TEXT TO READ:
In December 1947, Dutch troops entered the Javanese village of Rawagede looking for guerrilla commander Lukas Kustaryo. They did not find him. So they lined up the men and boys instead. By the end of the day, hundreds lay dead in the fields and ditches. Dutch officers wrote bland reports about a “cleansing action.” In the Netherlands, almost no one heard a word.

Dutch Violence in Indonesia and the Long Cover‑Up

That gap between what happened in Indonesia and what Dutch society chose to see is the core of this story. From 1945 to 1949, as Indonesians fought for independence, the Netherlands used systematic extreme violence: mass executions, torture, scorched earth tactics. Then, for decades, the Dutch state and much of Dutch society minimized, excused, or buried that history.

The Dutch used structural, not incidental, violence to try to crush the Indonesian independence movement. For a long time, official narratives framed this as a limited “police action” against bandits, not a colonial war. Only in the 21st century did the Dutch government admit that this violence was widespread and part of policy, not just a few bad apples.

Why did Dutch violence in Indonesia happen after 1945?

When Japan surrendered in August 1945, its occupation of the Dutch East Indies collapsed almost overnight. On 17 August 1945, Sukarno and Mohammad Hatta proclaimed Indonesian independence in Jakarta. For Indonesians, this was the logical next step after years of nationalist organizing and Japanese disruption of Dutch rule.

For the Netherlands, just emerging from Nazi occupation, this was a nightmare. The Dutch East Indies had been the economic backbone of the kingdom. Oil, rubber, tin, sugar, coffee, and spices from the colony had funded Dutch prosperity. Losing it meant losing status and money at the exact moment the metropole was bombed-out and broke.

Many Dutch politicians and colonial officials saw the Indies as a matter of national survival and pride. They spoke the language of restoring “order” and “authority.” They did not accept that the colony was gone. In their minds, Indonesian independence was a temporary rebellion that could be managed with a mix of negotiation and force.

The British, who initially moved in to disarm Japanese troops and maintain order, pressured the Dutch to negotiate. This led to the Linggadjati Agreement in late 1946, which recognized de facto Republican control over parts of Java, Madura, and Sumatra and promised a federal United States of Indonesia under the Dutch crown.

DATASET EXTRACT:
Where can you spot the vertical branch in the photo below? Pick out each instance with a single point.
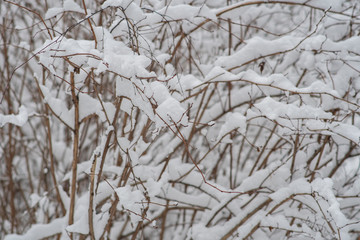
(75, 150)
(52, 162)
(91, 199)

SHORT EXERCISE: In the text on Dutch violence in Indonesia, on what date did Sukarno and Mohammad Hatta proclaim Indonesian independence? The material placed after the text is separate from it.

OUTPUT FOR THIS TASK: 17 August 1945